Problema: Relate todas as linhas abaixo em que aparece a palavra "white", copiando cada uma por completo.

Dados fornecidos:
====

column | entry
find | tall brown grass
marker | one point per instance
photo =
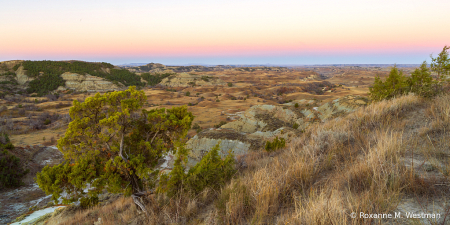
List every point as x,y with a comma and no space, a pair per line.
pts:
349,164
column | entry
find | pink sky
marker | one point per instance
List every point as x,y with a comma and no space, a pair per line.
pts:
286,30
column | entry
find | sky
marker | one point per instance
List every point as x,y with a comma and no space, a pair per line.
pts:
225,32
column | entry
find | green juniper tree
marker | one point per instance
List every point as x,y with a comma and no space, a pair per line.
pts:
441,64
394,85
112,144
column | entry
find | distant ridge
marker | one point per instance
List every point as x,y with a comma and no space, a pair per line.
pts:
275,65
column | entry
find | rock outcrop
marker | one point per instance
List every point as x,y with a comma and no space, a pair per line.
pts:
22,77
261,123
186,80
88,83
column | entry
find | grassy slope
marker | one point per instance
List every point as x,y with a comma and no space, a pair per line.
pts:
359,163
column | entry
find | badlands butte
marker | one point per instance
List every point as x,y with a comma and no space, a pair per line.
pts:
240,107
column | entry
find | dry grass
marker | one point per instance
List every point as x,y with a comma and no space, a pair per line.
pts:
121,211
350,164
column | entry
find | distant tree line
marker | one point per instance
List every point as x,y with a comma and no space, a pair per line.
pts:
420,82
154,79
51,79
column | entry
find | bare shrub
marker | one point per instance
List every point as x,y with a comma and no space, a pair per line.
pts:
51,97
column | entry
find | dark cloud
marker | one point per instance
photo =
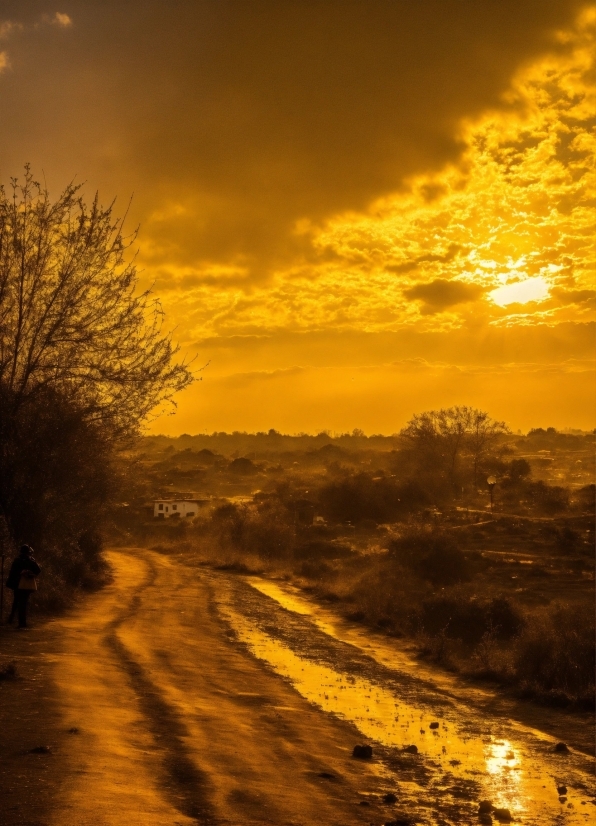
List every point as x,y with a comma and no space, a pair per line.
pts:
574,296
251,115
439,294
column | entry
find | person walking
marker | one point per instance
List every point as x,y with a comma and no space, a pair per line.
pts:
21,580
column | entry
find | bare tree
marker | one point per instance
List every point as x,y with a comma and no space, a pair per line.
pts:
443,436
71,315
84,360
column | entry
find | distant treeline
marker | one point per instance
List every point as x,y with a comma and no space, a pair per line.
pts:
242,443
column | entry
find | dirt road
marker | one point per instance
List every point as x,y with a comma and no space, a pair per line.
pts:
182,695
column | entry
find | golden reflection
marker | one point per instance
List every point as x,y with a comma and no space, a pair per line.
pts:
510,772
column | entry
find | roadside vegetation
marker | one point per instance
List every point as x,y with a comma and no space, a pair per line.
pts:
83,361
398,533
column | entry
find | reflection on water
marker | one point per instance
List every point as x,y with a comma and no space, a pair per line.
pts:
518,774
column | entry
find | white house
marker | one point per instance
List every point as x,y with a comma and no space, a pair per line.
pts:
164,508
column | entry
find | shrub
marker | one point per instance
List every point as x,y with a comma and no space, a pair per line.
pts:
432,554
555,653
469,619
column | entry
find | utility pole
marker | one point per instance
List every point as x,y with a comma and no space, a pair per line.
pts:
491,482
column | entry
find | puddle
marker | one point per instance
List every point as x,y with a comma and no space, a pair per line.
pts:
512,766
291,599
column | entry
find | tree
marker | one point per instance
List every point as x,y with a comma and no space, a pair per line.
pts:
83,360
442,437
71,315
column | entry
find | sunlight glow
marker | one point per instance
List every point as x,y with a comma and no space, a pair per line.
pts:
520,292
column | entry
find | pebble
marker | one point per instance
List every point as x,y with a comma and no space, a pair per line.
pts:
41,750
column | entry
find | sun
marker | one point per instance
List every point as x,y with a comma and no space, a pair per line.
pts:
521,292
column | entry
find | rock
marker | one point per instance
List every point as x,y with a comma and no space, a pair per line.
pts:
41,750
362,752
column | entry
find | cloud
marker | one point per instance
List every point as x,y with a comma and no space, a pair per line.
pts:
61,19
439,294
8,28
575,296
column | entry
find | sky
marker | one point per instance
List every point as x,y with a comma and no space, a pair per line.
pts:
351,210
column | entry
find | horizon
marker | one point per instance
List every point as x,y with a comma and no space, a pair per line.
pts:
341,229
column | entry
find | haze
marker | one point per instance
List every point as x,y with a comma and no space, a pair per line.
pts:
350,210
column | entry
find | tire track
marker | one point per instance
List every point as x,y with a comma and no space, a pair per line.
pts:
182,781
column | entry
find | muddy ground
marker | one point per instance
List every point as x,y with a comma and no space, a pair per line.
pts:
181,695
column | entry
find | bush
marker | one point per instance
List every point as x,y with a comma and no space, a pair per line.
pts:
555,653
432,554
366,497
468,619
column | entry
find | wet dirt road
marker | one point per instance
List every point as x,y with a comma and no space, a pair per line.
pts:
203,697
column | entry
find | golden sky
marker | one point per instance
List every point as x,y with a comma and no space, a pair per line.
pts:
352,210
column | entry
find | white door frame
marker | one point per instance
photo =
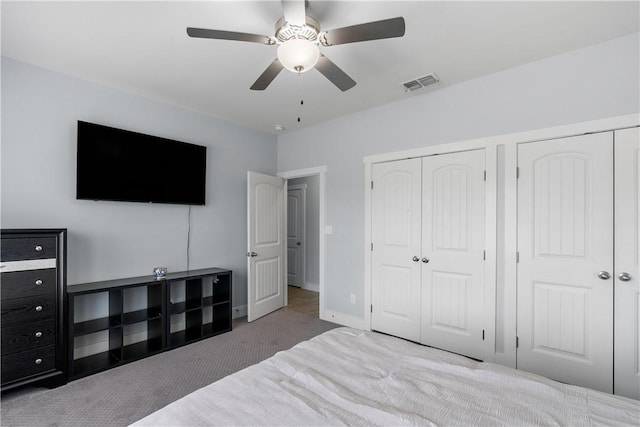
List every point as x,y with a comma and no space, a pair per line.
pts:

====

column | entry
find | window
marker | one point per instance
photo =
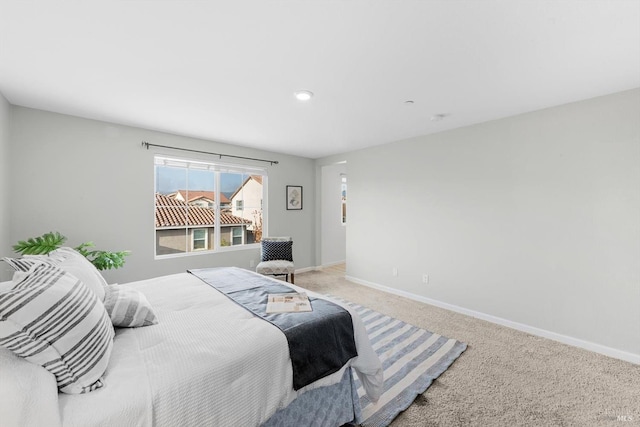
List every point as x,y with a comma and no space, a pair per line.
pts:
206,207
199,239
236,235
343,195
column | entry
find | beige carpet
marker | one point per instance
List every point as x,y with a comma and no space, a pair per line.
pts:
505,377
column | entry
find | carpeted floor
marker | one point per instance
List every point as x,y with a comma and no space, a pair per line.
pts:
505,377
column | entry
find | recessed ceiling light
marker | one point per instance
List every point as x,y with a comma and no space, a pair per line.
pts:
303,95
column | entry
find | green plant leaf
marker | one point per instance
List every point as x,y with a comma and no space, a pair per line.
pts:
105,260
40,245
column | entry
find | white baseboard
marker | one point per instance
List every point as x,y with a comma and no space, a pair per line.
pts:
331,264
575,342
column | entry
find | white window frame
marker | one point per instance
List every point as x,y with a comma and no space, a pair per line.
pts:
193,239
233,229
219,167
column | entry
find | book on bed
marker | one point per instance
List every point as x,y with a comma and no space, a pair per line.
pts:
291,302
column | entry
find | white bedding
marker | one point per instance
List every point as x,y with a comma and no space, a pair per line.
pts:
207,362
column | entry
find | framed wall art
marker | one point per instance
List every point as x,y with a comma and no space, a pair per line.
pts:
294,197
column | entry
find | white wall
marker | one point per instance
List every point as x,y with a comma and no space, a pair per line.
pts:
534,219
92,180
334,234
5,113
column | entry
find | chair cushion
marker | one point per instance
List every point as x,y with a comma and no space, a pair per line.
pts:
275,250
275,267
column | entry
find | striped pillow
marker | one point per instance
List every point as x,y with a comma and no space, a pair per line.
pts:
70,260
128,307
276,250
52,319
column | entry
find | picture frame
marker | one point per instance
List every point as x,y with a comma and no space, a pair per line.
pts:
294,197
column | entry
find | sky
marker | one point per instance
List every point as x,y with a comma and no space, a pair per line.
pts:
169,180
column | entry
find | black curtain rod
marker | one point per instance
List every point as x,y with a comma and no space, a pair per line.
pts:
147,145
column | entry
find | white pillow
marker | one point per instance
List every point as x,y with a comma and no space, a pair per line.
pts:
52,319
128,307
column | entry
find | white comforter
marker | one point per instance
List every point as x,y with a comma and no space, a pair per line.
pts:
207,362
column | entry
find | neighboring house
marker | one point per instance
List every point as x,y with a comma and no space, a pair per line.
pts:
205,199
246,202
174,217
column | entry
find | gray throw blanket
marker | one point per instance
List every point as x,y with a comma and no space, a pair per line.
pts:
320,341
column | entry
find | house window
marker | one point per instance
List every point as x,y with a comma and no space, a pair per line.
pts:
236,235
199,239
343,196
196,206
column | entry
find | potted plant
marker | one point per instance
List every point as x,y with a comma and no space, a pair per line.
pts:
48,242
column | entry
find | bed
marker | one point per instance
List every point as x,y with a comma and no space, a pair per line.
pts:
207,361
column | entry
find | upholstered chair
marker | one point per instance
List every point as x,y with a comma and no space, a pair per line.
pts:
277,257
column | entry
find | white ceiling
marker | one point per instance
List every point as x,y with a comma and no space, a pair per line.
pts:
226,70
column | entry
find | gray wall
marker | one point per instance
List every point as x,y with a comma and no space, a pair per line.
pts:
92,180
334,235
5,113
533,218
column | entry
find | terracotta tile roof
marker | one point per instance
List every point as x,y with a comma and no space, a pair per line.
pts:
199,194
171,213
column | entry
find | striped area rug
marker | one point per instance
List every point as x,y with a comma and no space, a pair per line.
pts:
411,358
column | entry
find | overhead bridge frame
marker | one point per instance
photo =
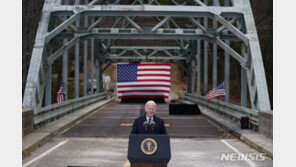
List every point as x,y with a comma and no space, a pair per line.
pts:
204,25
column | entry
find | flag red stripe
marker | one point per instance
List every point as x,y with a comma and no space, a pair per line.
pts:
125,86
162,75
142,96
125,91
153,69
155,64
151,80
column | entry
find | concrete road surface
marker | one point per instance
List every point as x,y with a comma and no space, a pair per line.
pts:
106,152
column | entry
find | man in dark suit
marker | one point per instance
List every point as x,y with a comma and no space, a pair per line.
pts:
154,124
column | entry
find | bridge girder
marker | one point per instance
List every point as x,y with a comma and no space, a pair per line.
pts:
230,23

====

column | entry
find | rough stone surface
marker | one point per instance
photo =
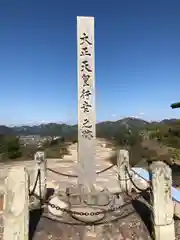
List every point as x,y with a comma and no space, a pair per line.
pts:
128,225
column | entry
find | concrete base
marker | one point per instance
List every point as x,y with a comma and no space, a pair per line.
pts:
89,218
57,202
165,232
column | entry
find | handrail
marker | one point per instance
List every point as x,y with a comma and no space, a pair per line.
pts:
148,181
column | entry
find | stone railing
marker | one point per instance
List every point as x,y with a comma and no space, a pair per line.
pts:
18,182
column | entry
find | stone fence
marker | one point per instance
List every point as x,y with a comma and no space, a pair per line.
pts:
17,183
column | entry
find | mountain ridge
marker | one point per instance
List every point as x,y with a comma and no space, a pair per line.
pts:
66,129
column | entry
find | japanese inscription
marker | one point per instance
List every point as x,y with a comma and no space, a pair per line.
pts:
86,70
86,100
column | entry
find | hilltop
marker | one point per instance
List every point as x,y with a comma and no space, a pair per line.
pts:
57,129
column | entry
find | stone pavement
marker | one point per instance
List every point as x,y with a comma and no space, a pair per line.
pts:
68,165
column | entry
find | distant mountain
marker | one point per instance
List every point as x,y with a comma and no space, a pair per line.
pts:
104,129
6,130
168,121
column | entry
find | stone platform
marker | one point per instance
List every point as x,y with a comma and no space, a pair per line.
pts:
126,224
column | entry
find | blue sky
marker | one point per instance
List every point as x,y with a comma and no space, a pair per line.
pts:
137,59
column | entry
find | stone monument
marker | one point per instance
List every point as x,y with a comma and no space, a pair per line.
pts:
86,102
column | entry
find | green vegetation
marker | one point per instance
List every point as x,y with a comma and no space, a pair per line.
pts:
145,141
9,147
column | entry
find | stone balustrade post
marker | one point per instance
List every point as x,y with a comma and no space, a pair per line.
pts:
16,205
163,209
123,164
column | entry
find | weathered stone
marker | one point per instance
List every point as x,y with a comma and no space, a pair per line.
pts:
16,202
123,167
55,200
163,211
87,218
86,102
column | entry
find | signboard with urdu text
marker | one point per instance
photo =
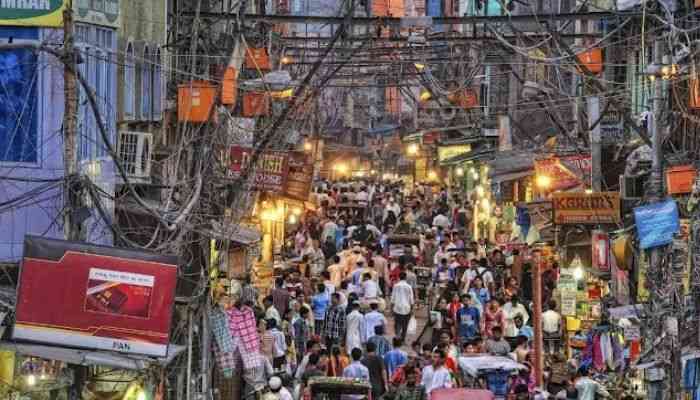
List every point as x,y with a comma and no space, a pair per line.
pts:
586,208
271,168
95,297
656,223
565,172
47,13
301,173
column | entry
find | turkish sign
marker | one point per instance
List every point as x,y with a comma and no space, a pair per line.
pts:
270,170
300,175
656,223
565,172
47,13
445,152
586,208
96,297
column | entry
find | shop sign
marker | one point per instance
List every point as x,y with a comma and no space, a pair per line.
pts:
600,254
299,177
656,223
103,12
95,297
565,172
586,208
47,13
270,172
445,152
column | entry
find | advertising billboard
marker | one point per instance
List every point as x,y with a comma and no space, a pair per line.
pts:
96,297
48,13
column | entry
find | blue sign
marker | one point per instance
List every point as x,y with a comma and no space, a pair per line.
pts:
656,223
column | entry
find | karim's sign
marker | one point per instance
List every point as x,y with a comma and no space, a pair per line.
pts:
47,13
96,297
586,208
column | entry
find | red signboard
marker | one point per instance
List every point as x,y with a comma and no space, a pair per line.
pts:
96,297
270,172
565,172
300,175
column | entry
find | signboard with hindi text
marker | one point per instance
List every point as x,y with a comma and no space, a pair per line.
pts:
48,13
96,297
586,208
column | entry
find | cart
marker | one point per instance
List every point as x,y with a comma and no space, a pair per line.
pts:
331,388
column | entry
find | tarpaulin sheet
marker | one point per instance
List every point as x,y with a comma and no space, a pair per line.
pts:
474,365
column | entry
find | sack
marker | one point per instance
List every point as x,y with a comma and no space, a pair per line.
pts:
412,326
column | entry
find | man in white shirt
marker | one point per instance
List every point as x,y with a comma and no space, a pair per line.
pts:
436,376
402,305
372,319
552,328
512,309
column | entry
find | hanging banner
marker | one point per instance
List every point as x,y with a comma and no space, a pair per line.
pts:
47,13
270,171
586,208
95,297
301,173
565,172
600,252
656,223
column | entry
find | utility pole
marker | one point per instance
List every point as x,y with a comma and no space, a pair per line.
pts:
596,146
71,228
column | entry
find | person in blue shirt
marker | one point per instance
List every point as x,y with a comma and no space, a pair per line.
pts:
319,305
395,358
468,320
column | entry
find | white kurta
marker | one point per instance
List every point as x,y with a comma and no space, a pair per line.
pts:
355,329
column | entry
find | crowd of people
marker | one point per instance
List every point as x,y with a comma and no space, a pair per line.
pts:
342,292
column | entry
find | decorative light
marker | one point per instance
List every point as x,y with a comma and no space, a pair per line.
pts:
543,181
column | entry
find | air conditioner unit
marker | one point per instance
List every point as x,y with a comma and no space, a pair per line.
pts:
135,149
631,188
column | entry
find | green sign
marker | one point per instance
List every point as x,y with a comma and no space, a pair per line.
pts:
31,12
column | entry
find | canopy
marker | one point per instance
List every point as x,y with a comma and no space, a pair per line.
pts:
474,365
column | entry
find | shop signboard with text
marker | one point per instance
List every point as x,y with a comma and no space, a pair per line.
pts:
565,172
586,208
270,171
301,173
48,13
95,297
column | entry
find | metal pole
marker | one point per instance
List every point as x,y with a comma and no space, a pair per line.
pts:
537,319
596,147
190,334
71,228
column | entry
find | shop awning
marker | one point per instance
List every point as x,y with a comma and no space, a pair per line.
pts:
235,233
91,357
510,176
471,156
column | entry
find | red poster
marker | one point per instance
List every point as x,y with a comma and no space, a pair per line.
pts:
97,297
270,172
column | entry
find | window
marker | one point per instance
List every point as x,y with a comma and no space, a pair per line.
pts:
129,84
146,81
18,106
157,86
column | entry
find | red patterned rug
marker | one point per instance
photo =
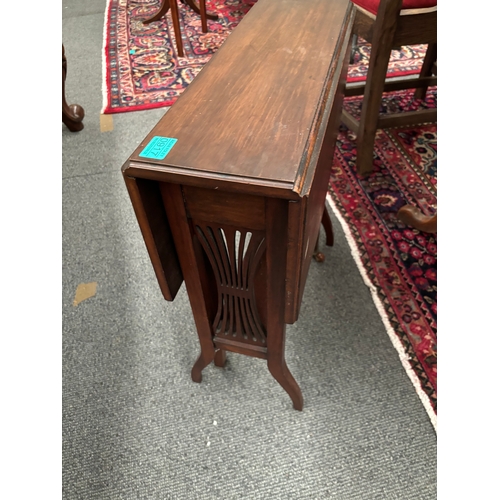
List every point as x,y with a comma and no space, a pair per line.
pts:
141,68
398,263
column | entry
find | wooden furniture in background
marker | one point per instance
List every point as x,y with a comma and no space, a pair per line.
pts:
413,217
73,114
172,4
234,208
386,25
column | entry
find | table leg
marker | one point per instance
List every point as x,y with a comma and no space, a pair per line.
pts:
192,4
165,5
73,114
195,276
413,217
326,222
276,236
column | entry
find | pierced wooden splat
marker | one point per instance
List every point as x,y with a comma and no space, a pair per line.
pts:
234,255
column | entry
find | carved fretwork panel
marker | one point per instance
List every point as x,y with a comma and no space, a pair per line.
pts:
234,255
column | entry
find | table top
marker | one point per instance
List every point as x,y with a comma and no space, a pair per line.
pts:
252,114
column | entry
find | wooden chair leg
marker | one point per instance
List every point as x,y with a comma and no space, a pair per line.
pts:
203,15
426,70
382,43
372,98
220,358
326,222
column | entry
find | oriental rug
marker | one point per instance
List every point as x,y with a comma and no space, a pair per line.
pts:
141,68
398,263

====

Resposta:
find | white house
find | white door frame
find | white baseboard
find | white window frame
find | white bedding
find | white wall
find | white pillow
find | white comforter
find | white ceiling
find | man in white shirt
find | white kurta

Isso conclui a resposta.